TEXT BLOCK:
Observability

voicetyped provides comprehensive observability through three pillars: metrics (Prometheus), traces (OpenTelemetry), and structured logs. Every service emits detailed telemetry that enables you to monitor call quality, debug issues, and track system health.

Metrics (Prometheus)

All services expose Prometheus-compatible metrics on the configured metrics port (default :9100).

Configuration

observability:
  metrics:
    port: 9100
    path: /metrics
    enabled: true

Key Metrics

Call Metrics

Metric	Type	Labels	Description
`vg_calls_active`	Gauge	`dialog`	Currently active calls
`vg_calls_total`	Counter	`dialog`, `status`	Total calls
`vg_call_duration_seconds`	Histogram	`dialog`	Call duration distribution
`vg_call_state_transitions_total`	Counter	`dialog`, `from`, `to`	State transitions

ASR Metrics

Metric	Type	Labels	Description
`vg_asr_latency_seconds`	Histogram	`model`	Time from audio to transcript
`vg_asr_transcriptions_total`	Counter	`model`, `type`	Transcriptions (partial/final)
`vg_asr_workers_active`	Gauge		Active ASR workers
`vg_asr_queue_depth`	Gauge		Queued audio segments
`vg_asr_confidence`	Histogram	`model`	Confidence score distribution
`vg_asr_gpu_utilization`	Gauge	`device`	GPU utilization %

Media Metrics

Metric	Type	Labels	Description
`vg_rtp_packets_received_total`	Counter		RTP packets received
`vg_rtp_packets_lost_total`	Counter		RTP packets lost
`vg_rtp_jitter_ms`	Histogram		RTP jitter
`vg_sip_requests_total`	Counter	`method`, `status`	SIP requests
`vg_audio_buffer_underruns_total`	Counter		Audio buffer underruns

Integration Metrics

Metric	Type	Labels	Description
`vg_integration_requests_total`	Counter	`service`, `method`, `status`	Backend requests
`vg_integration_latency_seconds`	Histogram	`service`, `method`	Backend latency
`vg_integration_retries_total`	Counter	`service`	Retry attempts
`vg_integration_circuit_breaker`	Gauge	`service`	Circuit breaker state

System Metrics

Metric	Type	Description
`vg_uptime_seconds`	Gauge	Time since startup
`vg_goroutines`	Gauge	Active goroutines
`vg_memory_alloc_bytes`	Gauge	Memory allocated

Prometheus Configuration

# prometheus.yml
scrape_configs:
  - job_name: 'voice-gateway'
    scrape_interval: 15s
    static_configs:
      - targets: ['voice-gateway:9100']

    # For Kubernetes with ServiceMonitor
    # (handled automatically by Helm chart)

Useful PromQL Queries

# Active calls
vg_calls_active

# Call rate (calls per minute)
rate(vg_calls_total[5m]) * 60

# Average call duration
histogram_quantile(0.5, rate(vg_call_duration_seconds_bucket[5m]))

# P99 ASR latency
histogram_quantile(0.99, rate(vg_asr_latency_seconds_bucket[5m]))

# RTP packet loss rate
rate(vg_rtp_packets_lost_total[5m]) /
  rate(vg_rtp_packets_received_total[5m]) * 100

# Integration error rate
rate(vg_integration_requests_total{status!="OK"}[5m]) /
  rate(vg_integration_requests_total[5m]) * 100

# ASR queue depth (backpressure indicator)

[Labeled area outline entries]
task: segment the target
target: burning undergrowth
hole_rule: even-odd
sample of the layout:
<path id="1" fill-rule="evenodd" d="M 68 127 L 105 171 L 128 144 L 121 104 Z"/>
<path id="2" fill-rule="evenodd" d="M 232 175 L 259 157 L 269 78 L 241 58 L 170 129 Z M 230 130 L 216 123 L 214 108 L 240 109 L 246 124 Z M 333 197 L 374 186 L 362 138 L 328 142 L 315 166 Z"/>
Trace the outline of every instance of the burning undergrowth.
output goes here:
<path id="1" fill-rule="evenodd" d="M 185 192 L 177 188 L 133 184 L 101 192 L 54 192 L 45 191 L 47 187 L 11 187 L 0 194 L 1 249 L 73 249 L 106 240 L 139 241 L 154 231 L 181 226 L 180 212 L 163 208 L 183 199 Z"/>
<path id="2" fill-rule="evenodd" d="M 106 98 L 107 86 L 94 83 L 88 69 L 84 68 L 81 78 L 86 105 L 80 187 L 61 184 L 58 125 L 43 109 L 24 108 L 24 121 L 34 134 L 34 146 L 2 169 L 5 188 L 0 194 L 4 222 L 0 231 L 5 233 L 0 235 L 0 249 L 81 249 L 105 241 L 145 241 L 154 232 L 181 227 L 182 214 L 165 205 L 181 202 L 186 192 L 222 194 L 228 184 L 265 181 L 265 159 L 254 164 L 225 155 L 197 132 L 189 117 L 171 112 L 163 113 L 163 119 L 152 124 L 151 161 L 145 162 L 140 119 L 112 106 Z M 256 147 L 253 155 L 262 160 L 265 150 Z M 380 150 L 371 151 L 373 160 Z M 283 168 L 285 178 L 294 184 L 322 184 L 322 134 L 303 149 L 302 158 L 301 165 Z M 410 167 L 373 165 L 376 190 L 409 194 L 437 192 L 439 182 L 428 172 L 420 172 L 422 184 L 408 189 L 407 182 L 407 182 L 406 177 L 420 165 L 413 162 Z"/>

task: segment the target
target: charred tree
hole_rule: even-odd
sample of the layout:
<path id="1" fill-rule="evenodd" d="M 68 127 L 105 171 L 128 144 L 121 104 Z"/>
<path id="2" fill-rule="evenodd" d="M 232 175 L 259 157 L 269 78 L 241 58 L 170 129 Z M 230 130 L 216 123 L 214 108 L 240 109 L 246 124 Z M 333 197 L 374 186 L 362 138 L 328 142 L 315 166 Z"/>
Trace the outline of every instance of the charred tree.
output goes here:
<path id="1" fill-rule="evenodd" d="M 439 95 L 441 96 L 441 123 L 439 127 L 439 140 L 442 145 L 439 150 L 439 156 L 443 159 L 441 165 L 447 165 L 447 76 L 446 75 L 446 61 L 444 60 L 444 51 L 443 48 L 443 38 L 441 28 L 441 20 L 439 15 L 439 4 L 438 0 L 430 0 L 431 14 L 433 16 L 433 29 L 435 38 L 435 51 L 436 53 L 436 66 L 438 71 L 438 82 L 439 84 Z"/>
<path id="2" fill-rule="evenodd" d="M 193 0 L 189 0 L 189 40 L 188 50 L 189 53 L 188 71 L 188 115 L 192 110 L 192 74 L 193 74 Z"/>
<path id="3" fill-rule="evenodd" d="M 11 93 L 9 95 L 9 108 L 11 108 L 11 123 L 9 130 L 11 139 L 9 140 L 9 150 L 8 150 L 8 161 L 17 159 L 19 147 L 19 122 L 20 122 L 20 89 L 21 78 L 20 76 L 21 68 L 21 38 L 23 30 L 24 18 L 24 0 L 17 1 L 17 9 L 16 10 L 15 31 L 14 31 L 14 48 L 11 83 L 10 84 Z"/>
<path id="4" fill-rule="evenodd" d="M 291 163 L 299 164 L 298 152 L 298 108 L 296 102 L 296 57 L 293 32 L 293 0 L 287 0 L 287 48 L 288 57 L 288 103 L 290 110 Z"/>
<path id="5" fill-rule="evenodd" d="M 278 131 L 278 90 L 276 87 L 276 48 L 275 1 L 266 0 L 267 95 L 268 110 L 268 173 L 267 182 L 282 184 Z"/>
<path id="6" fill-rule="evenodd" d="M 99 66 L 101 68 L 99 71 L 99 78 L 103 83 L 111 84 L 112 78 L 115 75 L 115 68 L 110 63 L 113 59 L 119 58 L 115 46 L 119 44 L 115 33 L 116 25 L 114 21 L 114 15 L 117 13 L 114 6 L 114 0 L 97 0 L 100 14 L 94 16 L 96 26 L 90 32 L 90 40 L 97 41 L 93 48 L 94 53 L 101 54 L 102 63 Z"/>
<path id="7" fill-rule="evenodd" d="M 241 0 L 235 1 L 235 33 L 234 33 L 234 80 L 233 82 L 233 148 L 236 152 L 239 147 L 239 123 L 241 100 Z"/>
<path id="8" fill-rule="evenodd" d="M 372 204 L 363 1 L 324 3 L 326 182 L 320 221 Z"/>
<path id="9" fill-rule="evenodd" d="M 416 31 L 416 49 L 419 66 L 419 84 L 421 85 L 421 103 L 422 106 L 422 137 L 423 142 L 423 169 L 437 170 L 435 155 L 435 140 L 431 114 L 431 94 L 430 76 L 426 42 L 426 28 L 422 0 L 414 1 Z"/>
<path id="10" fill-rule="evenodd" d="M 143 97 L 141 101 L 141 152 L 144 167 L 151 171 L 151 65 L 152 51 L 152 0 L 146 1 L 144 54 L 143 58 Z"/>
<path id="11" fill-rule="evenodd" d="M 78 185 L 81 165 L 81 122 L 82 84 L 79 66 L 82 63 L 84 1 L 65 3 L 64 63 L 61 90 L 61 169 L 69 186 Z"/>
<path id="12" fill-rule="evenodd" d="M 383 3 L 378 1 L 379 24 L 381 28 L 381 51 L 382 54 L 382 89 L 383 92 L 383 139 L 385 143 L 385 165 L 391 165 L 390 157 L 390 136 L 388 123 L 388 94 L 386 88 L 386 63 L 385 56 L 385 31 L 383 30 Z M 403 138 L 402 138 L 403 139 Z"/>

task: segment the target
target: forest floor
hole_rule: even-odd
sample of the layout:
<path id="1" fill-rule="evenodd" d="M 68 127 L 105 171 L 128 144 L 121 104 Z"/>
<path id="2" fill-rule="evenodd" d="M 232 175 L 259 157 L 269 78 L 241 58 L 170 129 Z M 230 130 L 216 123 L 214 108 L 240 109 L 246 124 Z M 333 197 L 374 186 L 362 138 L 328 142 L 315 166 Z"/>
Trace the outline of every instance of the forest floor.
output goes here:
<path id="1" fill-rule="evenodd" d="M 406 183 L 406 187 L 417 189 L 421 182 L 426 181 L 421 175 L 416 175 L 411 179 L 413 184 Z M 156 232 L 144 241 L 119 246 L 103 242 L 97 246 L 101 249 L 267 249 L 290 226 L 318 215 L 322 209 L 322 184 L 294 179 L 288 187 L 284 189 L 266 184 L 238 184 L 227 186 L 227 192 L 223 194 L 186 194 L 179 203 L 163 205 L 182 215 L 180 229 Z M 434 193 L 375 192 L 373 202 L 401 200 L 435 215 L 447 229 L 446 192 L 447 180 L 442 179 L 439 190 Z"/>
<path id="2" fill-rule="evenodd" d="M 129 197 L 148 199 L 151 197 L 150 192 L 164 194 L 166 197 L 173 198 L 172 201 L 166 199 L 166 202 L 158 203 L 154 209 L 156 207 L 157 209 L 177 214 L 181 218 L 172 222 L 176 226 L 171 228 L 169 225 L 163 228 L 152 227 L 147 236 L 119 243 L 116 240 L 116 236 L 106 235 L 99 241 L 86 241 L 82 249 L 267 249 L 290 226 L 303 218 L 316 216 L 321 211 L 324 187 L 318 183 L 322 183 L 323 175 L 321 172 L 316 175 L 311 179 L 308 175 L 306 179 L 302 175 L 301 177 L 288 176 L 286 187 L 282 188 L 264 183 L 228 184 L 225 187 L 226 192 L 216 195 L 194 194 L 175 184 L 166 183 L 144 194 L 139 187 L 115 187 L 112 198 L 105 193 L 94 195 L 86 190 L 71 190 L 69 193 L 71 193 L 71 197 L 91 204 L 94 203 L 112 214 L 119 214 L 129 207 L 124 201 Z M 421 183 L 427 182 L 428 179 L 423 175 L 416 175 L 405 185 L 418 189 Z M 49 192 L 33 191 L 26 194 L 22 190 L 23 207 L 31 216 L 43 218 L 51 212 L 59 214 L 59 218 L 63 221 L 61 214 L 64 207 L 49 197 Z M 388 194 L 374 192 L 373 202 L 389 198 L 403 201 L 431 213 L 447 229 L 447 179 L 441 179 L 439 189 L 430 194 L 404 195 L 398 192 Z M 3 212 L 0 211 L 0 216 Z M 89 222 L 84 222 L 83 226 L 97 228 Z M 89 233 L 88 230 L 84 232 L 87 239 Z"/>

STATED TASK 1: In the observability documentation, list every metric in the ASR Metrics table whose type is Gauge.
STATED TASK 2: What scrape interval does the Prometheus configuration example in the observability documentation use?

SOLUTION 1:
- `vg_asr_workers_active`
- `vg_asr_queue_depth`
- `vg_asr_gpu_utilization`

SOLUTION 2: It uses a scrape interval of 15s.